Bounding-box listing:
____

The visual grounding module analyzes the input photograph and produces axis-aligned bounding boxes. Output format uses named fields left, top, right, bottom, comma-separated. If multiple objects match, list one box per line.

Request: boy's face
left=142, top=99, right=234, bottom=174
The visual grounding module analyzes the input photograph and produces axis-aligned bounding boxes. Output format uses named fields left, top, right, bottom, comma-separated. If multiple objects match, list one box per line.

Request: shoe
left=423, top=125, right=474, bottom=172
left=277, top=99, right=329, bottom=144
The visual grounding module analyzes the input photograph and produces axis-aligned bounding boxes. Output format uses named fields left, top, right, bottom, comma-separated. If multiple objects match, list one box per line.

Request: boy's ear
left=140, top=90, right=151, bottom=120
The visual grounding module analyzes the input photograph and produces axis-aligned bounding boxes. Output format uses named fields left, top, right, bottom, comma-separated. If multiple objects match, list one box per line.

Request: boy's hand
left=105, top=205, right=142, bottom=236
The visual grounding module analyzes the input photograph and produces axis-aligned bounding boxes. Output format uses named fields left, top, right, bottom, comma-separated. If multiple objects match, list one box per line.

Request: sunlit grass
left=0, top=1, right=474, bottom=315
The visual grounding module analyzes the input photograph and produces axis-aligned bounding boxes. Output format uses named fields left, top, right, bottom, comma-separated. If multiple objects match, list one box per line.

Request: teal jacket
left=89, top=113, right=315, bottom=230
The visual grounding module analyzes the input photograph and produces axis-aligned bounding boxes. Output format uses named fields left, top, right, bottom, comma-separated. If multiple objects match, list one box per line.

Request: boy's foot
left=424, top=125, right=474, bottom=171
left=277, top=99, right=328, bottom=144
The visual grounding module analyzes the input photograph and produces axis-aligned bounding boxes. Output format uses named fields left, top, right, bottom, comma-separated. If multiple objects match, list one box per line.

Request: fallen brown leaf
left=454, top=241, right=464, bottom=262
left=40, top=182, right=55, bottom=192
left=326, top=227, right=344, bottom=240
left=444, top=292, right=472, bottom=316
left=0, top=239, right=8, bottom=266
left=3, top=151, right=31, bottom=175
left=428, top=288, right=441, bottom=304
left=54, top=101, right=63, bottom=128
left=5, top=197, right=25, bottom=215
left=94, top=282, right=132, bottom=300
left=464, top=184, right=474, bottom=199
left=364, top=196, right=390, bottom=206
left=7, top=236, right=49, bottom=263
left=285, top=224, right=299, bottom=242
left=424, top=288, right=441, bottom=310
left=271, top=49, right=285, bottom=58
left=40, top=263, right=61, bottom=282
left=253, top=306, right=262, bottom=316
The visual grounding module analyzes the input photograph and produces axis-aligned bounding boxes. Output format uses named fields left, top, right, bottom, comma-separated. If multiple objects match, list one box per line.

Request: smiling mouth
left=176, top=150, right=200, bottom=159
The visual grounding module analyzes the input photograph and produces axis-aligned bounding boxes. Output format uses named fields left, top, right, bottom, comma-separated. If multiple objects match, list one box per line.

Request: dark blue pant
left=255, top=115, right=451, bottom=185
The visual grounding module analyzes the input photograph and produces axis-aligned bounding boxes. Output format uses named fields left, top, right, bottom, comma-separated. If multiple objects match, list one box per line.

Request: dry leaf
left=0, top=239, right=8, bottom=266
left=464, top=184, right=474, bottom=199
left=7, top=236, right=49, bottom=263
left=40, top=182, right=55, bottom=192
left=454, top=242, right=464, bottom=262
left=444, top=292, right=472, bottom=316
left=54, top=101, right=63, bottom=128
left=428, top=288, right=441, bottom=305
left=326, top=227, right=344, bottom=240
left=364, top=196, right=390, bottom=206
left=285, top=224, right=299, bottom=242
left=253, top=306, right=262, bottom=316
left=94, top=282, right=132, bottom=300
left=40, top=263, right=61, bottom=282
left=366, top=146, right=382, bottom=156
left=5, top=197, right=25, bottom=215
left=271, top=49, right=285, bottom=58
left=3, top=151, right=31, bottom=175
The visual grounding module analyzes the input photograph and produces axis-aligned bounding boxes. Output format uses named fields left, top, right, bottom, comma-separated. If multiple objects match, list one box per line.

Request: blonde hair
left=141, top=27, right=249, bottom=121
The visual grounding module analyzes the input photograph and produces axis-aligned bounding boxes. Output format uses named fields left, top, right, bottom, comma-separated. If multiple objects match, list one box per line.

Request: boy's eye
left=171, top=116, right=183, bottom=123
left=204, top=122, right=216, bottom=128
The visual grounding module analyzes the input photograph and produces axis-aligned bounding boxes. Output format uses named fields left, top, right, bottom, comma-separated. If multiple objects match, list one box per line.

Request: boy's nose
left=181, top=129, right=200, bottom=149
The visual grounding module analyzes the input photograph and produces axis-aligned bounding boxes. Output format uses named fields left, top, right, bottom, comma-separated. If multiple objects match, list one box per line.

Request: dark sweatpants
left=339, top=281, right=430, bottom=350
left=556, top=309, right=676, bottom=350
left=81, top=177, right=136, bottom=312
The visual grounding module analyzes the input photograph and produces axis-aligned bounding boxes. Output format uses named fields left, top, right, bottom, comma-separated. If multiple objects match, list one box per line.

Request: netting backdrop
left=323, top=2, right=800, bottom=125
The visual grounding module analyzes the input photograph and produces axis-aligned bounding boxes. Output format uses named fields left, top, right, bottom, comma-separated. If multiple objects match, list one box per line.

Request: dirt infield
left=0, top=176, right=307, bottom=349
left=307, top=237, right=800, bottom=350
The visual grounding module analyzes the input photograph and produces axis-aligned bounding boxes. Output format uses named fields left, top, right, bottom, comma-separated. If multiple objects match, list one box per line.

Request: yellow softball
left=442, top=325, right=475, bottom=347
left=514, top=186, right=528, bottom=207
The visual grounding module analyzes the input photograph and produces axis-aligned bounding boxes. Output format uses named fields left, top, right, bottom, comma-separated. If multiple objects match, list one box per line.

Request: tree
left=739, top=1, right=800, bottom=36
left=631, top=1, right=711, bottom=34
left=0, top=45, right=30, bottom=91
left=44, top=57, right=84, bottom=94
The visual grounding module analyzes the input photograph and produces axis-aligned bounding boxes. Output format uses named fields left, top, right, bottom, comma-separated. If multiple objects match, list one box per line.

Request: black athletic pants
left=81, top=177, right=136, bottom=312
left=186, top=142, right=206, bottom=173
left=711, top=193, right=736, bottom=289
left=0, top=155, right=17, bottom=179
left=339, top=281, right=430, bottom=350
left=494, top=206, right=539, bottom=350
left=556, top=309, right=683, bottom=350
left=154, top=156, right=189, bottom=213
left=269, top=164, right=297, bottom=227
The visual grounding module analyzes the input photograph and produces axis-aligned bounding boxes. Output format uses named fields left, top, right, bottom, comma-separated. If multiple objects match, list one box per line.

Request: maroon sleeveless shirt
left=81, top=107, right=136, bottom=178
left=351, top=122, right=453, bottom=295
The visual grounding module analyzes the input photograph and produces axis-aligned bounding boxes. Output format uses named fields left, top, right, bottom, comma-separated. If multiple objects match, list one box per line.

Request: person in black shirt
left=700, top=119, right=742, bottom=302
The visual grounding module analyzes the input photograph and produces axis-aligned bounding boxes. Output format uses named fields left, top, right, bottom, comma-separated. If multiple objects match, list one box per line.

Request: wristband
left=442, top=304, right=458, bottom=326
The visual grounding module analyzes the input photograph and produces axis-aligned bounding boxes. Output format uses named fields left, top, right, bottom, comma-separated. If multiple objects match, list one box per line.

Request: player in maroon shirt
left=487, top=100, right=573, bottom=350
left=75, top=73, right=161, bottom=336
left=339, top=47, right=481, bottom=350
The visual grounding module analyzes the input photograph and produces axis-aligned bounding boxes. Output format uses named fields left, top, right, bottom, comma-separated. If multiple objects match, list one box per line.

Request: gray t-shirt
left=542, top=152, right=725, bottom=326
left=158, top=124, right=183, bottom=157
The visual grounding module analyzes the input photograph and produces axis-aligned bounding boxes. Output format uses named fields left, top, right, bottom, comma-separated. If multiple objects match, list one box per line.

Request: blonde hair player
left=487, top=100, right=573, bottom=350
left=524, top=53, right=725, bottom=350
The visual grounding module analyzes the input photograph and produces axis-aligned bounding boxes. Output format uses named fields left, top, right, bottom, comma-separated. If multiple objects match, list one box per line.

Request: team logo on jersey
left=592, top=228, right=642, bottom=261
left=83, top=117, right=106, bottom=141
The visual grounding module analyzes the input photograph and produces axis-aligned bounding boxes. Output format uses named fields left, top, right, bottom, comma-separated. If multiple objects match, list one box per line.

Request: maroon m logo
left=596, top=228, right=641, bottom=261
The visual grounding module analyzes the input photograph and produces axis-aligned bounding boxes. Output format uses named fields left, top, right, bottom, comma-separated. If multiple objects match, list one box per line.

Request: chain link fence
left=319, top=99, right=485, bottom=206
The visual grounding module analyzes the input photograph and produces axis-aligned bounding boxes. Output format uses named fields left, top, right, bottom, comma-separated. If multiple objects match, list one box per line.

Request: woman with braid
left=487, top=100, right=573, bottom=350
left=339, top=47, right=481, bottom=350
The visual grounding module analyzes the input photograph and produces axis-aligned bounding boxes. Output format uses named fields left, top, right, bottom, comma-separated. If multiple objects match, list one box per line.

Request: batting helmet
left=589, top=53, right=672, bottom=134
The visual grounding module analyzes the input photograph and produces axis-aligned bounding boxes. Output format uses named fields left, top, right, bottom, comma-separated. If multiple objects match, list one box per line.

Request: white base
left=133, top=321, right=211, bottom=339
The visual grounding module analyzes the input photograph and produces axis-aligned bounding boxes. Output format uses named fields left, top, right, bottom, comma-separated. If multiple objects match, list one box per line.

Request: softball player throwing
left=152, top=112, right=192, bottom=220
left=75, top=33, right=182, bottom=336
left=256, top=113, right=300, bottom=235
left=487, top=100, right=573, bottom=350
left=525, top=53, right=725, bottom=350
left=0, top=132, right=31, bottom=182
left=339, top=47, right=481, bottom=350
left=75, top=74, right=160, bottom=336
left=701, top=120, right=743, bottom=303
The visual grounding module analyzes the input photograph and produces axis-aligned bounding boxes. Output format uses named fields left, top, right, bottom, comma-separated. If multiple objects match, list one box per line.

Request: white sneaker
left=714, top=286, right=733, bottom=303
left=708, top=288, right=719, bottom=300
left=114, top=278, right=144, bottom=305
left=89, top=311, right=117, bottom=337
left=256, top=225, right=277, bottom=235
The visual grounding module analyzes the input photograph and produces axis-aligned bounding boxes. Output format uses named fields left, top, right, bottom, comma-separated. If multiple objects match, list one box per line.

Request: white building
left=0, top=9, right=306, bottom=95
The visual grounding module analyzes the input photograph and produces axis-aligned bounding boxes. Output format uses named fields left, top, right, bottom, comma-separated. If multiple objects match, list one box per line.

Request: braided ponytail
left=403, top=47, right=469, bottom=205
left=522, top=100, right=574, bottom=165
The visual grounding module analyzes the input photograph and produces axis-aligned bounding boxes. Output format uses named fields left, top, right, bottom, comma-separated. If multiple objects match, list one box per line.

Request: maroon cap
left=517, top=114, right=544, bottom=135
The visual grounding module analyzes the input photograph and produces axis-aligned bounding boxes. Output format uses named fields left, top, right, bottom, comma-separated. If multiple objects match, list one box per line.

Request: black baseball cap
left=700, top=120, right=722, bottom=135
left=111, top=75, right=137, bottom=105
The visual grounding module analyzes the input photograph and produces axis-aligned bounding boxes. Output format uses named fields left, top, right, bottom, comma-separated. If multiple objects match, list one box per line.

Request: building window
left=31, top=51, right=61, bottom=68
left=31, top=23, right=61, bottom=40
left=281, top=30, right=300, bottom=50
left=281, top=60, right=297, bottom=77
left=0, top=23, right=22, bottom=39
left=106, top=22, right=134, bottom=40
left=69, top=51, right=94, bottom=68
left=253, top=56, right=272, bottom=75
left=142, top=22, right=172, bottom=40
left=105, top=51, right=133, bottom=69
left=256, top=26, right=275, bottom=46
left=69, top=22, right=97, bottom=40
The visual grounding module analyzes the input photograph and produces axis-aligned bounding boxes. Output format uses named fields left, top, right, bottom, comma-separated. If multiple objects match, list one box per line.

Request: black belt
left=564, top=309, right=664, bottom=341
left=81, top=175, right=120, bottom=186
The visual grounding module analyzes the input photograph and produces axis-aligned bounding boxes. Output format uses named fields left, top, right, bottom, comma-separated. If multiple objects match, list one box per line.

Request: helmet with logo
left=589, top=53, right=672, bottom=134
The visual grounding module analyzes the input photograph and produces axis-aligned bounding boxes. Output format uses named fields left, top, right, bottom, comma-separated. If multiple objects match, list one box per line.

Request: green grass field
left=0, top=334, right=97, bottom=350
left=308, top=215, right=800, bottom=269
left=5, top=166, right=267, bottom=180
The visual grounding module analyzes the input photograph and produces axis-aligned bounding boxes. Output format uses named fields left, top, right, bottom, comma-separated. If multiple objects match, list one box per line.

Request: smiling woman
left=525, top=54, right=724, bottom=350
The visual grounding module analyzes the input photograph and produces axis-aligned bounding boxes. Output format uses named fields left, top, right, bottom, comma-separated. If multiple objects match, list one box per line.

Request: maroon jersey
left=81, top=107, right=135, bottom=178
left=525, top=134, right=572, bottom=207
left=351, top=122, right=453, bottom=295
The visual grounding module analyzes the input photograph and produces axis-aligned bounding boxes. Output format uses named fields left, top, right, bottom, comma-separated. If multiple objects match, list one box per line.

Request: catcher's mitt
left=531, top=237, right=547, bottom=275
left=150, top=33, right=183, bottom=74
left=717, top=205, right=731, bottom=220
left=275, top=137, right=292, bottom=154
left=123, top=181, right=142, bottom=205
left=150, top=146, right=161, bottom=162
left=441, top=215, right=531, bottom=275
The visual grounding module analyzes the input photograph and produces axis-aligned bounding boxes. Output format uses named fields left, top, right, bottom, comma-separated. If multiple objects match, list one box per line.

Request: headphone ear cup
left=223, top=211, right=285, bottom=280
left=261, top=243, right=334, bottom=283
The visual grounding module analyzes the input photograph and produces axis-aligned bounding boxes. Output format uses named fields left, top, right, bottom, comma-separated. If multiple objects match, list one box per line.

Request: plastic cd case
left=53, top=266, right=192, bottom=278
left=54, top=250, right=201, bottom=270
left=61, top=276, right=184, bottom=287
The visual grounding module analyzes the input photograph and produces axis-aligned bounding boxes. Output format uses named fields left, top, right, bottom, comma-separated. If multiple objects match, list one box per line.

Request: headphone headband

____

**SHORT TASK**
Count the lines in the listing above that contain the word "blonde", matching case exactly, and give only the number.

**CORRECT OUTPUT**
2